- WHAT THIS TASK INVOLVES -
Continue the piece below about the stag's horn sumac trees at the country cottage, picking up after its final sentence.

WHEN we bought our country cottage and its bit of land, many years ago now, even the most creative of estate agents would have found it hard to find flattering words to describe it. "With potential" might have been the best they could manage.
The cottage was in ruins and the land consisted of two small fields, bare and weedy. But it did have potential and the first thing we did to realise this potential, even before the deal was signed, was to plant a tree.
But restoring and extending the cottage took every penny we had, and a bit more. This meant that the budget for landscaping was a minus quantity. So I was delighted when a friend with a large garden in Dublin offered me some free tree seedlings.
A couple of them were strange hairy twigs with bits of root attached. I planted them at the edge of the yard and they grew, quite rapidly, into stag’s horn sumacs.
I am reminded of this because the trees, now mature, are a blaze of colour at present. The long multiple leaves are yellow, orange and crimson, and there are even some purple tints. I know of no common tree that will grow in this country that produces better autumn colours.
The species is native to the east of Canada and the United States, including the Appalachian Mountains, and is a major contributor to the famous fall colours that tourists travel to admire. It’s not a big tree — it will grow to a height of maybe 10m but is more commonly half that size — but it has many virtues.
Left to its own devices the crown forms a broad dome. The branches grow at odd angles, rather like the antlers of a stag, which is one reason it’s called stag’s horn sumac (sometimes spelt "sumach"). The other reason is that the new shoots appear with a soft fur on them just like the velvet that covers the newly grown antlers of a stag.

- DATA LINES -
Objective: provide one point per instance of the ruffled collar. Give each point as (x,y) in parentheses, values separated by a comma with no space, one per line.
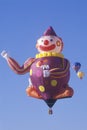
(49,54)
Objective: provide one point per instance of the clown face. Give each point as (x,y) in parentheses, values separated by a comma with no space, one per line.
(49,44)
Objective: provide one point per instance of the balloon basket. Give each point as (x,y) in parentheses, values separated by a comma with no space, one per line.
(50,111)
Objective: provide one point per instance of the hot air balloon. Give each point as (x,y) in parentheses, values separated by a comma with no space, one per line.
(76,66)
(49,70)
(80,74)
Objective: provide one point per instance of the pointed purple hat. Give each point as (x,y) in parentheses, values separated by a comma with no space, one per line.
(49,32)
==
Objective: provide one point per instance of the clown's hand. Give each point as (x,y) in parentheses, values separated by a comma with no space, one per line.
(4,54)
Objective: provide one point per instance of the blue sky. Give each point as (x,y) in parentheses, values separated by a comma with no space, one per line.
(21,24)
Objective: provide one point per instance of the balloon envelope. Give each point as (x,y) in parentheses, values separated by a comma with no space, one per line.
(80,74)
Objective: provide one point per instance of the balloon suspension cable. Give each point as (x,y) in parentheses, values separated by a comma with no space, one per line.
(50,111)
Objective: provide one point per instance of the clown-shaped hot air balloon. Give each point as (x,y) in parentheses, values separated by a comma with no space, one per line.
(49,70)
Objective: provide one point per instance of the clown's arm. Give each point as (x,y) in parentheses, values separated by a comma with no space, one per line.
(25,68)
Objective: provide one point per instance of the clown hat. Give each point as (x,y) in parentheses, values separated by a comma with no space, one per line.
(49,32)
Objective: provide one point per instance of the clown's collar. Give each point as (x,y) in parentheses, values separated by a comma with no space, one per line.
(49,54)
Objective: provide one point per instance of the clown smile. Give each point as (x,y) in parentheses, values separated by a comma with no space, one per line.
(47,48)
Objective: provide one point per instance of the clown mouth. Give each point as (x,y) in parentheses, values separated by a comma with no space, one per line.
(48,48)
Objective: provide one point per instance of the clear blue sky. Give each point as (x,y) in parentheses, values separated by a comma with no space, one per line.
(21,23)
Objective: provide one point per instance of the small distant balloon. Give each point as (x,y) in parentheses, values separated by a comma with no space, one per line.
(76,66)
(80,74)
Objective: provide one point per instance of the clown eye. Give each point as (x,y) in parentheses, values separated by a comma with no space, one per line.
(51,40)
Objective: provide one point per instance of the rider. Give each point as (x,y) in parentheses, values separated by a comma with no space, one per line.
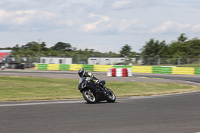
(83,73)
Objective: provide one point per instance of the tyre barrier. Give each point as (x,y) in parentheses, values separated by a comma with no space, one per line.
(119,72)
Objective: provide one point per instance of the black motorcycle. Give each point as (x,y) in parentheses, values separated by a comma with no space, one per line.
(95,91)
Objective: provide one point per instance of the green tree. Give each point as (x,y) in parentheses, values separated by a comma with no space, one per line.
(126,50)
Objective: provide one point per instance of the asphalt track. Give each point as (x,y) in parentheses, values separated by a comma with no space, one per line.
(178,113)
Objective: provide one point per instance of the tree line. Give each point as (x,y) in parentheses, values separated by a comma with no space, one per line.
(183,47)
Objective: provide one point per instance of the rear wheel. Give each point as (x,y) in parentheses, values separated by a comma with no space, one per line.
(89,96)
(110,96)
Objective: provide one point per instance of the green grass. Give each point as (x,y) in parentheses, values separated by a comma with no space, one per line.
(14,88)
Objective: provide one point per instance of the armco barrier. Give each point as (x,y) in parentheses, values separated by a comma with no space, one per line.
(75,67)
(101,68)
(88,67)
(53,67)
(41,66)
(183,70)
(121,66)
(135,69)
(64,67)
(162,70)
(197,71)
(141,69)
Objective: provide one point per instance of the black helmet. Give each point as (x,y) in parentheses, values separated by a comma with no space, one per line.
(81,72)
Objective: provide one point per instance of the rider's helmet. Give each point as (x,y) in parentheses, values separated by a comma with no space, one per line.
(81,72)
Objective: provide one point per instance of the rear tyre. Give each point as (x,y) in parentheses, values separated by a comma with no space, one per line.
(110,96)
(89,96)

- EXERCISE ANSWER -
This means that even when the last leaves have blown away the tree has an odd sculptural presence in the garden that I like. And most sumacs growing in Ireland are female and they tend to hold their fruits all through the winter. They are also rather furry, in large upright cones of a dark crimson colour that add to the trees ornamental value.
The tree seems to have some other uses, though I haven’t tried them. I’m told you can make a type of pink lemonade from the fruits or turn them into a jelly. And some Native American people apparently still mix the dried fruit and leaves with tobacco and smoke it.
Of course there have to be some down sides. They produce lots of root suckers so the friend who gave me my parent stock wasn’t really doing me a great favour: he was weeding out unwanted suckers from his lawn.
I’ve passed on some of my own to other people and planted some in field corners.
Some people also get an allergic reaction to sumac sap; the plant is a close relation of poison ivy.
Despite this, the tree has been a favourite in cottage gardens for a long time. The first specimens were imported into these islands from Virginia as early as 1610. It’s a pioneer species and will grow in the poorest of soils, provided they aren’t water-logged. The only thing it won’t tolerate is dense shade.
It has become a little unfashionable in recent decades and, given the present splendour of the ones on the other side of my yard, I think this is a bit of a shame.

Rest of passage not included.